• _What is being asked_: All entries are to be reproduced exactly; the pictures are to be omitted.

[Point-per-instance localization data]

#####

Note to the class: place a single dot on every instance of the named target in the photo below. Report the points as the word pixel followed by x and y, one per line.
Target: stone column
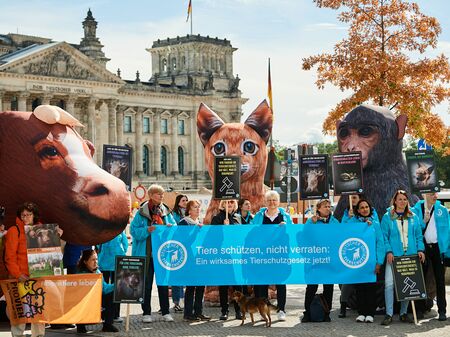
pixel 174 143
pixel 112 124
pixel 139 142
pixel 157 142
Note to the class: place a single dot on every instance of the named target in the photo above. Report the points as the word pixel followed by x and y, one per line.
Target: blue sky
pixel 284 30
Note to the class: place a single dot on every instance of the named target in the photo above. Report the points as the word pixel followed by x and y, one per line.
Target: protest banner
pixel 129 279
pixel 227 177
pixel 347 173
pixel 117 161
pixel 44 250
pixel 55 299
pixel 422 173
pixel 263 254
pixel 314 177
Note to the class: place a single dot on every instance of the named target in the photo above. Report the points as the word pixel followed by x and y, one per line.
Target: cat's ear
pixel 208 122
pixel 261 120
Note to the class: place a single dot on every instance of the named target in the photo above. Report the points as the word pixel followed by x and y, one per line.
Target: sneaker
pixel 361 319
pixel 387 320
pixel 147 319
pixel 405 319
pixel 168 318
pixel 281 315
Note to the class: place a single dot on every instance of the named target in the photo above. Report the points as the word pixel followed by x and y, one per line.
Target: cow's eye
pixel 249 148
pixel 48 152
pixel 219 149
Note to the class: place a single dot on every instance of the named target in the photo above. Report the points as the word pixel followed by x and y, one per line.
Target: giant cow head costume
pixel 44 160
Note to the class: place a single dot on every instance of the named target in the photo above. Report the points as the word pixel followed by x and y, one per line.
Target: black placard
pixel 117 161
pixel 314 177
pixel 422 172
pixel 129 279
pixel 408 278
pixel 227 177
pixel 347 173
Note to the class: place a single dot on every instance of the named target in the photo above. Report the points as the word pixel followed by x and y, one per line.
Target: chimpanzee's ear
pixel 401 121
pixel 207 123
pixel 261 120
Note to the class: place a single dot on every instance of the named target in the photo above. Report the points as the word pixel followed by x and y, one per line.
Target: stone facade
pixel 156 118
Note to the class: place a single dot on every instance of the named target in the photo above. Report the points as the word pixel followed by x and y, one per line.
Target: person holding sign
pixel 366 292
pixel 273 215
pixel 402 236
pixel 434 220
pixel 152 213
pixel 323 216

#####

• _Expected answer_:
Note to the class: place a single dot on every instance of the named target in the photo below. Report the points as the word pixel followed by x and y, one per line.
Target: stone column
pixel 174 143
pixel 112 124
pixel 139 142
pixel 157 142
Note to the class: place a single dot on every instance of the named target in the photo above. Report the points as the word pixel followed by x and y, one per line.
Target: blue sky
pixel 284 30
Note to the class: place a single dot on every instance of the named target in the photo above. Report the points as the word pixel followed by x and y, one per line.
Target: protest banner
pixel 129 279
pixel 227 177
pixel 347 173
pixel 117 161
pixel 44 250
pixel 55 299
pixel 422 173
pixel 263 254
pixel 314 177
Note to the class: place a single dot on every instance of the named target in the photo above. Report the points as the word pixel followed by x and y, one per line.
Target: cat's ear
pixel 208 122
pixel 261 120
Note to the class: place a single dot on every instance of the named target in the photo above. Report the points as the word pixel followed by x and y, one per line.
Target: sneaker
pixel 361 319
pixel 387 320
pixel 147 319
pixel 405 319
pixel 168 318
pixel 281 315
Note to the class: place a single dot on every instance of the named target in the photo above. Report the points as the word pixel followed by x and y, one per line.
Target: cow's eye
pixel 249 148
pixel 48 152
pixel 219 149
Note to the class: place a single dot on every instance of the named target in the photo above. Report the points as the word pixel followed by x and y, one per line.
Target: giant cow head costume
pixel 44 160
Note to the class: place a single dot on every instance of the named target in the photo above. Report the points as the word pixel followed by x and y, one per line.
Target: black placard
pixel 117 161
pixel 314 177
pixel 422 172
pixel 129 279
pixel 408 278
pixel 227 177
pixel 347 173
Note to the class: place a single dot on every instance of the named target in the photo above. Report the points as the word pixel followed by x and y, one per line.
Target: chimpanzee's ear
pixel 401 121
pixel 207 123
pixel 261 120
Note to the class: place a single dot on every instance of the named target in the photo above. Report the points as the word pixel followed by x and y, one per line.
Target: stone facade
pixel 156 118
Note to the class: place a single dot on every instance of the named target in the photo above. Report the points as the word pixel followed by x and y, one per line.
Target: person holding sign
pixel 366 292
pixel 273 215
pixel 402 236
pixel 434 220
pixel 152 213
pixel 323 216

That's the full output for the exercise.